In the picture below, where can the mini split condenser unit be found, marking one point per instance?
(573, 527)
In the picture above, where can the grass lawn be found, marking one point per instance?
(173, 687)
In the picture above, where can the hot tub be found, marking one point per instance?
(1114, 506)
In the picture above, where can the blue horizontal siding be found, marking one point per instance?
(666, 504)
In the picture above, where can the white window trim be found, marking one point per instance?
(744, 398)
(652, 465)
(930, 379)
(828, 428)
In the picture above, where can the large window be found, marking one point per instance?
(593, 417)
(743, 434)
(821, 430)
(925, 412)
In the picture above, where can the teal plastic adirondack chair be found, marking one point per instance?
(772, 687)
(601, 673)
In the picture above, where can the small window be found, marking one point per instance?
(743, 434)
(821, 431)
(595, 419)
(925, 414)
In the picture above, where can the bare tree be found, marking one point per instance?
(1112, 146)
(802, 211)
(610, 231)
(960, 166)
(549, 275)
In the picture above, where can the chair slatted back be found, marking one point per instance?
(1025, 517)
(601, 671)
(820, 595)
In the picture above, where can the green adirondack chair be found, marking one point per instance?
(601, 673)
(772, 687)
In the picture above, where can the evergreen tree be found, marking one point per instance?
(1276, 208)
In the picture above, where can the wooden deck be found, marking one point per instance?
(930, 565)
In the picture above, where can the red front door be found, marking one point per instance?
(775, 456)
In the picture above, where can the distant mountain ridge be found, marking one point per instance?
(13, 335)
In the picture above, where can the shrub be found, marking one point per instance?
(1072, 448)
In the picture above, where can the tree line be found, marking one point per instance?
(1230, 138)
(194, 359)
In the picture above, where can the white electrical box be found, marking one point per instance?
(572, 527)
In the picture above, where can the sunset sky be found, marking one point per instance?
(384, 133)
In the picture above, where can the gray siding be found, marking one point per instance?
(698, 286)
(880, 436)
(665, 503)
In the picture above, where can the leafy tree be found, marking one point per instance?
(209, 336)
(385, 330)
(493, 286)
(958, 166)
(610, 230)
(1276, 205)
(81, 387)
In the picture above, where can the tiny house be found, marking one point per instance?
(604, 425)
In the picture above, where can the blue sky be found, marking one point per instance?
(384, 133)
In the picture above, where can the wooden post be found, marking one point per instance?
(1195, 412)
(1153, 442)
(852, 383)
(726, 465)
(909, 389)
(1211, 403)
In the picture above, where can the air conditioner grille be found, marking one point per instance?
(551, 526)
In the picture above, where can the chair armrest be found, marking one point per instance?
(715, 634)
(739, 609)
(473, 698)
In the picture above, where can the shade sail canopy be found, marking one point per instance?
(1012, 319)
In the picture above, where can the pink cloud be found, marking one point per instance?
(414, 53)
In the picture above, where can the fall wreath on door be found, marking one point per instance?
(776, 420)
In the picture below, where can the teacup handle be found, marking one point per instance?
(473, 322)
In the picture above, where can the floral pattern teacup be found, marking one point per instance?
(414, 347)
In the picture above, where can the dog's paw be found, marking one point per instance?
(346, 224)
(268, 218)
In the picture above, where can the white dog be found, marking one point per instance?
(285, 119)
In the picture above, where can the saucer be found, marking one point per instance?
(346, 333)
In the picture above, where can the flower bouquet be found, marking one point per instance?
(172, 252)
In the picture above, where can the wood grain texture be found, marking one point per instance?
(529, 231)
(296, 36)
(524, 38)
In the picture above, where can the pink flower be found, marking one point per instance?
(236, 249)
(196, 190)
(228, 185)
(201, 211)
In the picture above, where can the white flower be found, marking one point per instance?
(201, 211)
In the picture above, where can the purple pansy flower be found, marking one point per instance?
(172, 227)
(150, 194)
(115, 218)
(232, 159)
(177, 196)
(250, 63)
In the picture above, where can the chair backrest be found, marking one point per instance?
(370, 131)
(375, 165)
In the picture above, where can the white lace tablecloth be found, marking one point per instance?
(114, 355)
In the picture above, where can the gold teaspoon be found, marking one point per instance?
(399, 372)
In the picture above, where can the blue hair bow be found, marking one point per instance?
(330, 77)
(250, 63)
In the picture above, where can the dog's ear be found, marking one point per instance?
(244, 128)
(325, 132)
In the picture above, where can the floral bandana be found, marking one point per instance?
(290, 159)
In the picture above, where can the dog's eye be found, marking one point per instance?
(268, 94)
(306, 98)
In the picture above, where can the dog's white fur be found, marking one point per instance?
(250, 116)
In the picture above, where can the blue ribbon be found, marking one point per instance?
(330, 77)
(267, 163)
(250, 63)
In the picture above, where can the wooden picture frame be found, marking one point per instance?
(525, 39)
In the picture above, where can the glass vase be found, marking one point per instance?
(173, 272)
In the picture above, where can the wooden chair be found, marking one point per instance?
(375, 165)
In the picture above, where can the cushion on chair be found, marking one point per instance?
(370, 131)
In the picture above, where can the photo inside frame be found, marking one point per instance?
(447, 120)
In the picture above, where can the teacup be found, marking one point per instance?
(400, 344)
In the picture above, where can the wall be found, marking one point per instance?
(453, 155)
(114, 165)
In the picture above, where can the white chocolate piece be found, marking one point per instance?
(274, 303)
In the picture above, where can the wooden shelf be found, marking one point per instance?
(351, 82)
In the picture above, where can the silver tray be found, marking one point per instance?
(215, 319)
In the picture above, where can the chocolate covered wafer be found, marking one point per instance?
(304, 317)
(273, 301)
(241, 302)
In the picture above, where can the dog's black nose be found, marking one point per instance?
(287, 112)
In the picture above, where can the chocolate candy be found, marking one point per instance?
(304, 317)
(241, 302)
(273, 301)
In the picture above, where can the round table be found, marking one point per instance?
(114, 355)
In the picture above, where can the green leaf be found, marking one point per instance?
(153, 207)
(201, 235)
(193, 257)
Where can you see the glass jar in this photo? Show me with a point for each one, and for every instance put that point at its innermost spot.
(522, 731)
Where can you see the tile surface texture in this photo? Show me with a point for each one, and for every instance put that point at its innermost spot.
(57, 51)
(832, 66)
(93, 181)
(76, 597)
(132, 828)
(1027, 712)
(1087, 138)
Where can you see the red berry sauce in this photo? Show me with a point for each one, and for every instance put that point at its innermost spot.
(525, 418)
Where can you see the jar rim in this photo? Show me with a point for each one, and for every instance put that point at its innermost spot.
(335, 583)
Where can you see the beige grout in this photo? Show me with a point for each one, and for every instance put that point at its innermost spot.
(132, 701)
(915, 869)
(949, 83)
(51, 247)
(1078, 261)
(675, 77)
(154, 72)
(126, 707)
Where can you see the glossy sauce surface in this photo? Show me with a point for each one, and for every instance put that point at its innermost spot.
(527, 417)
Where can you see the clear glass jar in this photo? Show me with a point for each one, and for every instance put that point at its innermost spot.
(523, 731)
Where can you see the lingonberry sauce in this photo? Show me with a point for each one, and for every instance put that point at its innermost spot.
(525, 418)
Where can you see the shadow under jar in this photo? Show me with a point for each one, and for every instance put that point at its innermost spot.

|---|

## Exercise aim
Quote exactly what appears from the line containing "Where can you see the red" through the final line of the listing above, including both of those lines.

## Written response
Where can you see the red berry sauce in this photo? Show me with a point for each one, and for every instance put that point at its innermost spot.
(525, 418)
Where can you see the jar rim in this photo? Show me with a point for each one, and for every instance put that point at its innermost spot.
(335, 583)
Where can you see the beige grout in this photo? Show me with a point for each one, and for every instance put that point at its innermost spot.
(132, 701)
(915, 869)
(949, 83)
(51, 247)
(1078, 261)
(675, 77)
(154, 72)
(126, 707)
Where can you see the glossy sauce surface in this photo? Show me with a point for each one, and for every instance put that point at its innermost spot.
(527, 417)
Where can you see the clear glass jar in this photo? Show me with a point for each one, and for every instance put that point at its innermost spot.
(523, 731)
Where can you see the lingonberry sauce in this photo? Show me with a point for each one, and for every instance put that point at its innermost spot.
(525, 418)
Where can you see the shadow under jar in this photo? Show me with a point for each one, and for every instance put that point at its innermost spot.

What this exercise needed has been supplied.